## WHAT THE TASK ASKS
Please state how many lines below include the word "text"; the reply should be the number only.

*** SUPPLIED DATA ***

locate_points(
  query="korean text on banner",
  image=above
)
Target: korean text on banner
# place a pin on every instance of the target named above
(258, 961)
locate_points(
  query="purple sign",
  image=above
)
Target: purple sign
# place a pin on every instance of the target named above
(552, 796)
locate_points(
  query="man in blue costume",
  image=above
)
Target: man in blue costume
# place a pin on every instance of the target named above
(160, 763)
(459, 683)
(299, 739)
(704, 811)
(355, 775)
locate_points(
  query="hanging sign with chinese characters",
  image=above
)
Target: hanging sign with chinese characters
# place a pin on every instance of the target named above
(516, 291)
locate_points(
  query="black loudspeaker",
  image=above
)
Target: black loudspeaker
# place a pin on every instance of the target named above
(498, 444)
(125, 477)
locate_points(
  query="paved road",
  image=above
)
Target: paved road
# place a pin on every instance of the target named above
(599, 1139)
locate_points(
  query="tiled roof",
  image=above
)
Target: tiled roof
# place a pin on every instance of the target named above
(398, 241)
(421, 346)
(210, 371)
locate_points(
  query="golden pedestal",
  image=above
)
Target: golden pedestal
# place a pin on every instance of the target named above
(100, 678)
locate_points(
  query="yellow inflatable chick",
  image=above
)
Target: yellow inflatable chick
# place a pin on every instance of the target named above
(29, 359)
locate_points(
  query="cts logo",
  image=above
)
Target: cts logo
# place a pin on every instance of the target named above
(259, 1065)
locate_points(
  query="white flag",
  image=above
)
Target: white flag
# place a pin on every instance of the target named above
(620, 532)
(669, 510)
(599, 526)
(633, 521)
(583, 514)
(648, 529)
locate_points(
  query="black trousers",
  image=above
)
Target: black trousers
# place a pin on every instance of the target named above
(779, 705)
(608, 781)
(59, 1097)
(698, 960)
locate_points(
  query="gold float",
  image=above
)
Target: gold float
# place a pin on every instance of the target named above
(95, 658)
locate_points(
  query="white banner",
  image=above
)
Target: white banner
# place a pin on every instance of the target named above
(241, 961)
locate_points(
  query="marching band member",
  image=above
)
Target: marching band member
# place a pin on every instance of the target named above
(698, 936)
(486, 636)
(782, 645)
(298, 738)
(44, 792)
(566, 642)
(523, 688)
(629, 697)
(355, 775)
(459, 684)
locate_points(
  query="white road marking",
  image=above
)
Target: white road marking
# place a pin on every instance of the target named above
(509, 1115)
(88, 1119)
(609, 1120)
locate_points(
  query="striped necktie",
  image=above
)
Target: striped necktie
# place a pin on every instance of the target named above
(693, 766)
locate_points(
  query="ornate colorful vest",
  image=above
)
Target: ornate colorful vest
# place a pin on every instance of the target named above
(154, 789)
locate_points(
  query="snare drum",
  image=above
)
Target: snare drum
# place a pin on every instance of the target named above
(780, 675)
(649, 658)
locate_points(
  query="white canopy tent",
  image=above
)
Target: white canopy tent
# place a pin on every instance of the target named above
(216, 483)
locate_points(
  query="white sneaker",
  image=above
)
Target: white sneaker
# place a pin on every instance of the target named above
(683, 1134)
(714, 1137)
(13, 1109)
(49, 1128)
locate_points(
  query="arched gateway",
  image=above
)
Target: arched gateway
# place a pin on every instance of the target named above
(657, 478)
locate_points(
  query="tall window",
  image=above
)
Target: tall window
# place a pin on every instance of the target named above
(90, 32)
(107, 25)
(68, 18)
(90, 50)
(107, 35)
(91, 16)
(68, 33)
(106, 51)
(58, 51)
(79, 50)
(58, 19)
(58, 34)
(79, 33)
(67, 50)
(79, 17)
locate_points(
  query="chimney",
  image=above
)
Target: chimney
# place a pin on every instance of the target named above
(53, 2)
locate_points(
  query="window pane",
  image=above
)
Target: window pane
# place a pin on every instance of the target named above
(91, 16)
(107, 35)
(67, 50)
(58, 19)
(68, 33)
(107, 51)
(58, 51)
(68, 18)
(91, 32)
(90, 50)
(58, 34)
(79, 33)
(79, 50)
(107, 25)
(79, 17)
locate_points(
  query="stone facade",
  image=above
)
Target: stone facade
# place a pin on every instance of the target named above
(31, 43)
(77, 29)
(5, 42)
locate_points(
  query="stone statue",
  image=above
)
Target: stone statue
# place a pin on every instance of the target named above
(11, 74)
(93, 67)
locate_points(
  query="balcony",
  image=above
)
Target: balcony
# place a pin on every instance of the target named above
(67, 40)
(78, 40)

*** End of SUPPLIED DATA ***
*** SUPPLIED DATA ***

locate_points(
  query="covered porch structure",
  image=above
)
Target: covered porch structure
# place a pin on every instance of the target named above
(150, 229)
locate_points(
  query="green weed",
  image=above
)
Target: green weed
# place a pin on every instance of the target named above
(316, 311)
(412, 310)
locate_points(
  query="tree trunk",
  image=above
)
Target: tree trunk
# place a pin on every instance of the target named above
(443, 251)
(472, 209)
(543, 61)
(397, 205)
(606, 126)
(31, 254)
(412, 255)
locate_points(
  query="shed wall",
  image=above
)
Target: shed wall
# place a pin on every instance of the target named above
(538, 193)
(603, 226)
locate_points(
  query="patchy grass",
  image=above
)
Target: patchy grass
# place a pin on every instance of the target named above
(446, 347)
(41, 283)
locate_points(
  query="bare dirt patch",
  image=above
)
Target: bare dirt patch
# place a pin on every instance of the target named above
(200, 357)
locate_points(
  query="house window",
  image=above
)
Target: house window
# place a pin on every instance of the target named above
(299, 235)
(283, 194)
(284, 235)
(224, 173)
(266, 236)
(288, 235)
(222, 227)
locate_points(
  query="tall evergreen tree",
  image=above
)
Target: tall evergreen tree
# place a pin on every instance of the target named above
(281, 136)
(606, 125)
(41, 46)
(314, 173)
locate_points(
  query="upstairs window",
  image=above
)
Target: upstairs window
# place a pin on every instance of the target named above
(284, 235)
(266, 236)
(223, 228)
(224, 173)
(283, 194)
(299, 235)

*** End of SUPPLIED DATA ***

## TASK OUTPUT
2